═══ STORED RECORDS ═══
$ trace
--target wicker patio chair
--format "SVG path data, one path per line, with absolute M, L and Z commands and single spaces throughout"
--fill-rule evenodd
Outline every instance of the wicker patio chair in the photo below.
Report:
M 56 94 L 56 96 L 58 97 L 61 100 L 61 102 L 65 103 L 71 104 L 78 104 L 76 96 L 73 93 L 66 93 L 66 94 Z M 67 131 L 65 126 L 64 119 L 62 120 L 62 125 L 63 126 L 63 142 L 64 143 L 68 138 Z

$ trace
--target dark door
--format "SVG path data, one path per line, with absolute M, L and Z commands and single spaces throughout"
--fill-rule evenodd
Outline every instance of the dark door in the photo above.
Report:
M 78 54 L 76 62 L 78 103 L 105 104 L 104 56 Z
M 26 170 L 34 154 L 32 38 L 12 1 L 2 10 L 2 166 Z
═══
_EXERCISE_
Format all of the material above as a numbered list with one line per item, leaving out the blank lines.

_RESULT FOR THIS EXERCISE_
1. $ trace
2. --target wicker patio chair
3. --format "SVG path data, one path per line, with absolute M, L and Z commands and single spaces throughout"
4. --fill-rule evenodd
5. Outline every instance of the wicker patio chair in the photo below.
6. Report:
7. M 56 94 L 56 96 L 58 97 L 61 100 L 61 102 L 65 103 L 71 104 L 78 104 L 76 96 L 73 93 L 66 93 L 66 94 Z M 67 131 L 65 126 L 64 119 L 62 120 L 62 125 L 63 126 L 63 142 L 64 143 L 68 138 Z
8. $ trace
9. --target dark door
10. --format "SVG path data, one path per line, with absolute M, L and Z commands and single spaces throughout"
11. --fill-rule evenodd
12. Outline every instance of the dark door in the photo above.
13. Report:
14. M 78 54 L 76 62 L 78 103 L 105 104 L 104 56 Z
15. M 26 170 L 34 154 L 32 38 L 12 1 L 2 10 L 2 166 Z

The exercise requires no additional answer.